[RECORDS FOR THE TASK Boundary: Start]

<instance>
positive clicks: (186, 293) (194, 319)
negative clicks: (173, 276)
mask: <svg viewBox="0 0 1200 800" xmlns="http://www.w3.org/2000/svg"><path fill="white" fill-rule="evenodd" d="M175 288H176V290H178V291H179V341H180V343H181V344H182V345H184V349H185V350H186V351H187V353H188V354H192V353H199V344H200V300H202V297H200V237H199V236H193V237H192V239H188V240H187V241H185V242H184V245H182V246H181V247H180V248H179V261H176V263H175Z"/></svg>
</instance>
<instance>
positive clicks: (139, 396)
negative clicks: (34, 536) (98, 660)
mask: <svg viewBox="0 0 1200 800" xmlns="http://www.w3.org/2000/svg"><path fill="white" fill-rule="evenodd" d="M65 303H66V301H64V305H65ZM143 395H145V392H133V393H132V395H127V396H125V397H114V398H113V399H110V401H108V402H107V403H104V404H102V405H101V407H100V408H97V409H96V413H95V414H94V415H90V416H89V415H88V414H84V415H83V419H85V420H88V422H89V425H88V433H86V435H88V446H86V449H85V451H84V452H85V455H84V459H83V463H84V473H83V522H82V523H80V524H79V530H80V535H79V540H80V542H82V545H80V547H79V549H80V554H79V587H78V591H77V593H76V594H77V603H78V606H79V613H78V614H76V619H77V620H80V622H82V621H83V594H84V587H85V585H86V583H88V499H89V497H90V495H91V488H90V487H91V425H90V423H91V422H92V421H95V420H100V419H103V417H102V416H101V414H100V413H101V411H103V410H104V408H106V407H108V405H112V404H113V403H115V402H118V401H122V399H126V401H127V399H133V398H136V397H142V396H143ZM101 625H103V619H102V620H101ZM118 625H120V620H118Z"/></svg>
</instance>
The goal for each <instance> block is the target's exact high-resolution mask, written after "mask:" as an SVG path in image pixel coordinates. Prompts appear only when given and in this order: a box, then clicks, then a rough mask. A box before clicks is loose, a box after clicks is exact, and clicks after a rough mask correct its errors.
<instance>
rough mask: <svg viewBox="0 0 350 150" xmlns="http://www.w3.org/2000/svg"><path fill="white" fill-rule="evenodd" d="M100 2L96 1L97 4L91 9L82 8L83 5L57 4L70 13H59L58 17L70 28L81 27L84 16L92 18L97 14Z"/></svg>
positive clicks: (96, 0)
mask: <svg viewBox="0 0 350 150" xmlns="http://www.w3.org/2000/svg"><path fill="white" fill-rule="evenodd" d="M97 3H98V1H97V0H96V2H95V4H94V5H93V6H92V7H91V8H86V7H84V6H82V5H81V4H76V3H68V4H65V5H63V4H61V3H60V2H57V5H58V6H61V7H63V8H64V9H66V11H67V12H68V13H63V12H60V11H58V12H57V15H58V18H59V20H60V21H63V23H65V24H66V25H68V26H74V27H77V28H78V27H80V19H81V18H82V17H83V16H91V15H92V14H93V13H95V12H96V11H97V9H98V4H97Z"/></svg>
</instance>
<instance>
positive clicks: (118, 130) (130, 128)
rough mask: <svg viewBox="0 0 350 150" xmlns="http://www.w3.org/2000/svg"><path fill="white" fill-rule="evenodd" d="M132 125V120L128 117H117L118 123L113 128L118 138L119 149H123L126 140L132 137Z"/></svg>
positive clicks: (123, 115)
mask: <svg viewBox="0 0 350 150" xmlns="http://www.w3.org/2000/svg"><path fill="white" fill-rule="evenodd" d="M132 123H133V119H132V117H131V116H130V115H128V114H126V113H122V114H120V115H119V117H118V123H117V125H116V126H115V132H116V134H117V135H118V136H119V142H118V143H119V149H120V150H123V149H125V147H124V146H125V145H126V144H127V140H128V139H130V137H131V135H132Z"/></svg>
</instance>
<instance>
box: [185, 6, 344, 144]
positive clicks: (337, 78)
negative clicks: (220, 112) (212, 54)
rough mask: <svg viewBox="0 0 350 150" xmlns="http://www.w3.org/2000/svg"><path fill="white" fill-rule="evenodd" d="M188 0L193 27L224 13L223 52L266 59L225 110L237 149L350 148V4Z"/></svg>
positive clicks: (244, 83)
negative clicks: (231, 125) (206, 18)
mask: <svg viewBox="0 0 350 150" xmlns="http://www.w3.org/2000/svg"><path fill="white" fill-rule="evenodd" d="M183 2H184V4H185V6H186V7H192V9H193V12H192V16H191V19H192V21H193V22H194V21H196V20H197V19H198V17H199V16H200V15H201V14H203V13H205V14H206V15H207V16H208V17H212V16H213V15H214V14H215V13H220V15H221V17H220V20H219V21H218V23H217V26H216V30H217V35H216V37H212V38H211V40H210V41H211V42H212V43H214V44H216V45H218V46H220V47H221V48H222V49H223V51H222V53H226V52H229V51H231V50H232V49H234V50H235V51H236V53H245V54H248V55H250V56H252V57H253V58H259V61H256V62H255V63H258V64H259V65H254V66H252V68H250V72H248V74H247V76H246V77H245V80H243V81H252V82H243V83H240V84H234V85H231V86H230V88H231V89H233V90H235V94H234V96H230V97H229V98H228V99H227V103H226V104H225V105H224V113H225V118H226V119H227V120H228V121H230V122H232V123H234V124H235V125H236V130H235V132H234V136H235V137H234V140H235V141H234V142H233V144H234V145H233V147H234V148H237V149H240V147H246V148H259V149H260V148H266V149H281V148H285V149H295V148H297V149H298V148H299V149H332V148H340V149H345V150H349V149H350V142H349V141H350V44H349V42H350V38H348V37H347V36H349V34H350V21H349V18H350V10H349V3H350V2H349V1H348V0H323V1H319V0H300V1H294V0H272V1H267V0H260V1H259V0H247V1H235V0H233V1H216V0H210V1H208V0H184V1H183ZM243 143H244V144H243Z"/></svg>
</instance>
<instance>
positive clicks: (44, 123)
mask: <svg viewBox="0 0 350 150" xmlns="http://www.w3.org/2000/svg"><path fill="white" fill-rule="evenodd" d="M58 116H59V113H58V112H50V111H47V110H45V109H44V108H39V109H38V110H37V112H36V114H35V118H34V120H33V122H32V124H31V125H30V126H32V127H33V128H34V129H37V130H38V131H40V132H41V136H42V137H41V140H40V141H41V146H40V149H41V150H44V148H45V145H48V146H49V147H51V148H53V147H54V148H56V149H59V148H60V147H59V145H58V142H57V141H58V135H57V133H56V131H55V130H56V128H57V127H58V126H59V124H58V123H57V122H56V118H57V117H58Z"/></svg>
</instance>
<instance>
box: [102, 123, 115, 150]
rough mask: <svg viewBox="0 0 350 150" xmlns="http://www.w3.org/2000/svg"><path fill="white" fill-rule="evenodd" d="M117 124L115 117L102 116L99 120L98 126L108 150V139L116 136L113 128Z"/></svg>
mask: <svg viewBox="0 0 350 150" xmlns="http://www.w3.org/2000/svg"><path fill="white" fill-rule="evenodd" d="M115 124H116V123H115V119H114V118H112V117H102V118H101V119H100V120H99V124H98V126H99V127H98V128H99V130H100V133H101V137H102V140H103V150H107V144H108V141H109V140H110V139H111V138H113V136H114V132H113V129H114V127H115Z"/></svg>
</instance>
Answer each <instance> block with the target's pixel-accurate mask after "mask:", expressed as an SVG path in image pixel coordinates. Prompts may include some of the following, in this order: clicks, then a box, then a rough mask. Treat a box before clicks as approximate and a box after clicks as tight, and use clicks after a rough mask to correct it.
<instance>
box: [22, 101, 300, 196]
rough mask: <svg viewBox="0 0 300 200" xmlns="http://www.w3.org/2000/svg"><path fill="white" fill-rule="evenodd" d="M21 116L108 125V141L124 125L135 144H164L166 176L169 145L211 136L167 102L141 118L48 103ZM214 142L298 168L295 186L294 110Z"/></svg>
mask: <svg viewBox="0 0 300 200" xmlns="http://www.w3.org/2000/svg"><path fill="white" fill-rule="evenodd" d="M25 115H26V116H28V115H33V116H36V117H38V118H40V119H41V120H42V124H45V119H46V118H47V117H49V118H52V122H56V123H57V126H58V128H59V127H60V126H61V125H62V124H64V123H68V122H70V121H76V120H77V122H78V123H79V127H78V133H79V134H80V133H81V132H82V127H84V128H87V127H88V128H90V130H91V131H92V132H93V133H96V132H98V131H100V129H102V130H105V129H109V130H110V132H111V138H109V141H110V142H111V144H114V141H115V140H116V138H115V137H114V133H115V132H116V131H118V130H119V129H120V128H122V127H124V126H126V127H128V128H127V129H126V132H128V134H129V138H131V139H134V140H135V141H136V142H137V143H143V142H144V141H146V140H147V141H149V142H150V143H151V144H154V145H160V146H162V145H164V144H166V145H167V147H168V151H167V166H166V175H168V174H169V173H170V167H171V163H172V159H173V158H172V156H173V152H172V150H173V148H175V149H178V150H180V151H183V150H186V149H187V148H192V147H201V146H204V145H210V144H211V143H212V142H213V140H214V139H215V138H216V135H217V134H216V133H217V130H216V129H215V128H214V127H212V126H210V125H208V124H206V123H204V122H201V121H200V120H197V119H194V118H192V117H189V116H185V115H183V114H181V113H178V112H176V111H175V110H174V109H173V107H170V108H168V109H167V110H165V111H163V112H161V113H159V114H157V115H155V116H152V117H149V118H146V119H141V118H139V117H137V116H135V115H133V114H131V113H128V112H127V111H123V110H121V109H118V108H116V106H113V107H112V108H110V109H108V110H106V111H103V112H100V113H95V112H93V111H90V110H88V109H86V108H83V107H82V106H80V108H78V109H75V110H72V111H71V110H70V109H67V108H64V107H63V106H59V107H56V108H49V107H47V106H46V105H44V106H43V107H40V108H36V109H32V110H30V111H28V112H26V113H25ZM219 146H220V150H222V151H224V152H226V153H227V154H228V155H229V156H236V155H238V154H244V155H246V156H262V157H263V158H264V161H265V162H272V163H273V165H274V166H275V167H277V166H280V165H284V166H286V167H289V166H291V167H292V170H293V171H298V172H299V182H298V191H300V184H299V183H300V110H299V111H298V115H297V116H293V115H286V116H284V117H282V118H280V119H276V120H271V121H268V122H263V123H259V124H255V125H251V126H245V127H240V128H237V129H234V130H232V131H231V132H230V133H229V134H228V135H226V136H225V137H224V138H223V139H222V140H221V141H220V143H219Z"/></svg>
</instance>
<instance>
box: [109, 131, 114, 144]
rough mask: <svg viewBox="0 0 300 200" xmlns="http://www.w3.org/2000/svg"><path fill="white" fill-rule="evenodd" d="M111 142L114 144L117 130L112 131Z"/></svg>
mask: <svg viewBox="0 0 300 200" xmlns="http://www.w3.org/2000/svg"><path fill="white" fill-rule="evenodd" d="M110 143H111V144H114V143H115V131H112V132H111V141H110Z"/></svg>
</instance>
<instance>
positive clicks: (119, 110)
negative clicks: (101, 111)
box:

[RECORDS FOR THE TASK Boundary: End]

EXERCISE DIRECTIONS :: Scan the material above for lines that contain the string "after", and copy each such line.

SOLVED PROBLEM ::
The goal for each <instance> block is the target's exact high-resolution mask, written after "mask:" as an SVG path in image pixel coordinates. Prompts appear only when given and in this order: a box, then clicks, then a rough mask. A box before clicks is loose, a box after clicks is exact, and clicks after a rough mask correct its errors.
Answer each <instance> block with the target's pixel-accurate mask after "mask:", expressed as an SVG path in image pixel coordinates. Prompts may include some of the following, in this order: clicks, then a box, then a rough mask. Treat a box before clicks as approximate and a box after clicks as tight, and use clicks after a rough mask to correct it.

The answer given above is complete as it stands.